*TO DO*
The full listing, start to finish: write it out again exactly.

--

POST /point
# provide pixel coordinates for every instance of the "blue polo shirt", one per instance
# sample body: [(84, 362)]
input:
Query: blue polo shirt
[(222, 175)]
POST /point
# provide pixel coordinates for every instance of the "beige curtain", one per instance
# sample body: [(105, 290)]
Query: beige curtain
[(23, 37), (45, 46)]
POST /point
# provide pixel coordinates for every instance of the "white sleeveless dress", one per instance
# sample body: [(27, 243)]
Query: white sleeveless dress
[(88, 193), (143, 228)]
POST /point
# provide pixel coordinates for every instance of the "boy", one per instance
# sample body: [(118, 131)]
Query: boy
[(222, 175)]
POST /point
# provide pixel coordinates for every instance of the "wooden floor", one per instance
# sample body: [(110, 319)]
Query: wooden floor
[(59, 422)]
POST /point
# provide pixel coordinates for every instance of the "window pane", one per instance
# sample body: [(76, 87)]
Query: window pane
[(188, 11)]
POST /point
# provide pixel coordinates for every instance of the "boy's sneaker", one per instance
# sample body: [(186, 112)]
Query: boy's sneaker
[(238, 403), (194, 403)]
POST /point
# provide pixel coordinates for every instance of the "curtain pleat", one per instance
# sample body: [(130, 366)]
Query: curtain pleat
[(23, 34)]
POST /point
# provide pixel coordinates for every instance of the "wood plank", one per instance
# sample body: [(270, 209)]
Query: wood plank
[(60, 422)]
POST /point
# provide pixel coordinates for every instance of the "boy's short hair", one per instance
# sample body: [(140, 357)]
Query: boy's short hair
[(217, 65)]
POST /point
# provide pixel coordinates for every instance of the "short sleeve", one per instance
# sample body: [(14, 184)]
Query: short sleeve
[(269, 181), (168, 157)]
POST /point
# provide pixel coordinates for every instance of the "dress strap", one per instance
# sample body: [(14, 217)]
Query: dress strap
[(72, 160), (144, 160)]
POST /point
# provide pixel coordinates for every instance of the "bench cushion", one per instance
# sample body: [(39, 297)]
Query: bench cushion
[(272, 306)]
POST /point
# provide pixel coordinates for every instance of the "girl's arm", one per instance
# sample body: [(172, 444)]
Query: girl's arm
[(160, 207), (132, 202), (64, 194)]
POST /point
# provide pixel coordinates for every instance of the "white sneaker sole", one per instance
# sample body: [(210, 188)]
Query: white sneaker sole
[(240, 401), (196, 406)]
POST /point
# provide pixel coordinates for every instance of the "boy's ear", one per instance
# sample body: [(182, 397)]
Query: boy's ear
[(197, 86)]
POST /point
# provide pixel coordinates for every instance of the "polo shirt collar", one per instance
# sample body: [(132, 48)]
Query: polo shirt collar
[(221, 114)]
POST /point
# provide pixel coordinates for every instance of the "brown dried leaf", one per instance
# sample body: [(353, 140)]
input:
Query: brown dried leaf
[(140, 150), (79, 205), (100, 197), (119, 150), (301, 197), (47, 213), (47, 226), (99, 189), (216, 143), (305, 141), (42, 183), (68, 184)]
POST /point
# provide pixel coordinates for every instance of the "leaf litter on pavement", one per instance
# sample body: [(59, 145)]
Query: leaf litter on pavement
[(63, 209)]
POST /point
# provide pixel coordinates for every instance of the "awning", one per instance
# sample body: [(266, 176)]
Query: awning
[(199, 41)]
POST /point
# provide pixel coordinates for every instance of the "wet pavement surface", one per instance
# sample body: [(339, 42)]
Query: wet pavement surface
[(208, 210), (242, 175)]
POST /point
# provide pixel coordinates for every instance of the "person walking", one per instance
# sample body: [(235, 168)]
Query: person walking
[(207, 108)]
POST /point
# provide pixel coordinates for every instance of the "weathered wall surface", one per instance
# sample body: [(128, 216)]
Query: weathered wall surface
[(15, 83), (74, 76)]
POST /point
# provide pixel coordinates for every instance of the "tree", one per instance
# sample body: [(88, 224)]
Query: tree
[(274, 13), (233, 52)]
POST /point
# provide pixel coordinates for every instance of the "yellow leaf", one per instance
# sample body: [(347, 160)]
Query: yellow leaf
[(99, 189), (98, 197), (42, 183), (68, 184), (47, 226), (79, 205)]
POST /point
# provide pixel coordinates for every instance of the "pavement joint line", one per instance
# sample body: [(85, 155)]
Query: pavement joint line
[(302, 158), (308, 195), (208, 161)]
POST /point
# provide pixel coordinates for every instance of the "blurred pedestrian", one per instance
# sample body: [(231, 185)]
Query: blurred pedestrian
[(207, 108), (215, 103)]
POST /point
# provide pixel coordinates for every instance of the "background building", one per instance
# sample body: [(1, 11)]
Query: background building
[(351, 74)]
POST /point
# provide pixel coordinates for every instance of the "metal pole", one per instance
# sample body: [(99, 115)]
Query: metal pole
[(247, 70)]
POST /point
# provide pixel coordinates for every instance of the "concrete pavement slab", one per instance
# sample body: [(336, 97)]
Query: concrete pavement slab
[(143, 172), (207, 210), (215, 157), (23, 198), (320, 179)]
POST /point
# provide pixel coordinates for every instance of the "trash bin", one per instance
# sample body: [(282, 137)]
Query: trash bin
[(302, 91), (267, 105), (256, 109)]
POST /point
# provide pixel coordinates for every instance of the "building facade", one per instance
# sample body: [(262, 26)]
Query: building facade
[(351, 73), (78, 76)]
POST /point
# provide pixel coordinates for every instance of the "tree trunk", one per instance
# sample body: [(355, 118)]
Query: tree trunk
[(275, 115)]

--

*WRITTEN SOLUTION*
POST /point
# provide pixel coordinates for every instance of the "blue polo shirt", one per instance
# sample body: [(84, 362)]
input:
Query: blue polo shirt
[(222, 175)]
POST /point
# provide pixel coordinates for every instance of the "beige curtain", one per instance
# sample body: [(105, 290)]
Query: beige curtain
[(23, 37), (45, 46)]
POST /point
# provide pixel coordinates for every instance of the "white sleeveless dress", one per instance
# sample body: [(27, 243)]
Query: white sleeveless dress
[(88, 193), (143, 228)]
POST /point
# provide pixel coordinates for every instance of the "boy", one per instance
# sample body: [(118, 131)]
Query: boy
[(222, 175)]
POST /point
# provide pixel coordinates for every instance of the "wooden floor", one per instance
# sample body: [(110, 319)]
Query: wooden floor
[(59, 422)]
POST /point
# provide pixel coordinates for every instance of the "window pane", one per instance
# sample body: [(76, 87)]
Query: window pane
[(188, 11)]
POST /point
# provide pixel coordinates for every instance of the "boy's sneaker", one per instance
# sample body: [(186, 112)]
Query: boy's sneaker
[(238, 403), (194, 403)]
POST /point
# provide pixel coordinates for every instance of the "curtain pleat", one per instance
# sample body: [(130, 366)]
Query: curtain pleat
[(23, 34)]
POST /point
# provide pixel coordinates for every instance of the "wood plank", one per instance
# sample body: [(270, 209)]
Query: wood plank
[(60, 422)]
POST /point
# provide pixel coordinates for every instance of the "boy's short hair", one per instance
# sample body: [(140, 357)]
Query: boy's short hair
[(217, 65)]
POST /point
# provide pixel coordinates for every instance of the "short sleeve", one per instance
# sample body: [(14, 184)]
Query: short sleeve
[(269, 181), (168, 157)]
POST /point
# provide pixel coordinates for every instance of the "dress strap", one per instance
# sample body: [(14, 217)]
Query: dress strap
[(72, 160), (144, 160)]
POST /point
# provide pixel coordinates for every instance of the "bench cushion", one per instance
# sample body: [(39, 297)]
Query: bench cushion
[(272, 306)]
POST /point
# provide pixel coordinates for every instance of the "girl's arm", one per instance
# sample body: [(172, 444)]
Query: girl's arm
[(160, 207), (132, 202), (64, 194)]
POST /point
# provide pixel coordinates for every instance of the "white sneaker sole", one per instance
# sample body: [(210, 188)]
Query: white sneaker sole
[(240, 401), (196, 406)]
POST /point
# provide pixel coordinates for every instance of the "boy's ear", one per instance
# sample body: [(182, 397)]
Query: boy's ear
[(197, 86)]
POST /point
# provide pixel coordinates for every instance of the "polo shirt collar", one per instance
# sample body: [(132, 48)]
Query: polo shirt collar
[(221, 114)]
POST /point
# provide pixel coordinates for every instance of the "brown dried leaf", one per instance
# sample body: [(353, 140)]
input:
Query: brown dried leaf
[(140, 150), (79, 205), (100, 197), (119, 150), (301, 197), (47, 213), (47, 226), (99, 189), (216, 143), (305, 141), (42, 183), (68, 184)]
POST /point
# provide pixel coordinates for every instance of the "leaf litter on pavement", one per instance
# sample body: [(59, 145)]
Query: leaf litter on pavement
[(63, 209)]
POST /point
# provide pixel coordinates for every instance of the "awning", one per instance
# sample body: [(266, 176)]
Query: awning
[(199, 41)]
POST /point
# provide pixel coordinates for every instance of the "wet pavement surface", one per instance
# sample body: [(339, 42)]
Query: wet pavement surface
[(208, 210), (242, 175)]
POST /point
# provide pixel coordinates for every instance of the "person walking", one per instance
# sample body: [(235, 168)]
Query: person walking
[(207, 108)]
POST /point
# provide pixel coordinates for every instance of the "weathered wall surface", one per instance
# sample body: [(128, 216)]
Query: weathered wall surface
[(15, 83), (74, 76)]
POST /point
# provide pixel coordinates for every instance of the "tree", one per instance
# sample body: [(88, 224)]
Query: tree
[(274, 13), (233, 52)]
POST /point
# provide pixel coordinates for every instance of the "yellow leaf", one per instance
# sample body: [(347, 160)]
Query: yellow leaf
[(99, 189), (98, 197), (42, 183), (68, 184), (47, 226), (79, 205)]
POST /point
# provide pixel coordinates for every instance of the "pavement joint line", one per instance
# sample body: [(85, 155)]
Query: pavement joint line
[(302, 158), (308, 195), (208, 161)]
POST /point
# provide pixel coordinates for every instance of the "blurred pedestrian", one per instance
# sample body: [(231, 185)]
Query: blurred pedestrian
[(207, 108), (215, 103)]
POST /point
# provide pixel coordinates for every instance of the "background building", one per instance
# sample body: [(1, 11)]
Query: background building
[(351, 74)]
POST /point
# provide pixel coordinates for every instance of the "metal pole", one per instance
# sample body: [(99, 115)]
Query: metal pole
[(247, 70)]
POST /point
# provide pixel coordinates for every instance of the "concrete pavement slab", one per instance
# sample body: [(336, 97)]
Query: concrete pavement slab
[(143, 172), (207, 210), (215, 157), (23, 198), (320, 179)]
POST /point
# provide pixel coordinates for every instance of the "trash bin", one per instance
# sample body: [(282, 137)]
Query: trash bin
[(302, 91), (267, 105), (256, 109)]
POST /point
# provide pixel coordinates for every instance of the "building facade", one per instance
# sample body: [(262, 26)]
Query: building facade
[(351, 73), (78, 76)]
POST /point
# provide pixel coordinates for every instance of the "tree trunk", one per instance
# sample body: [(355, 118)]
Query: tree trunk
[(275, 115)]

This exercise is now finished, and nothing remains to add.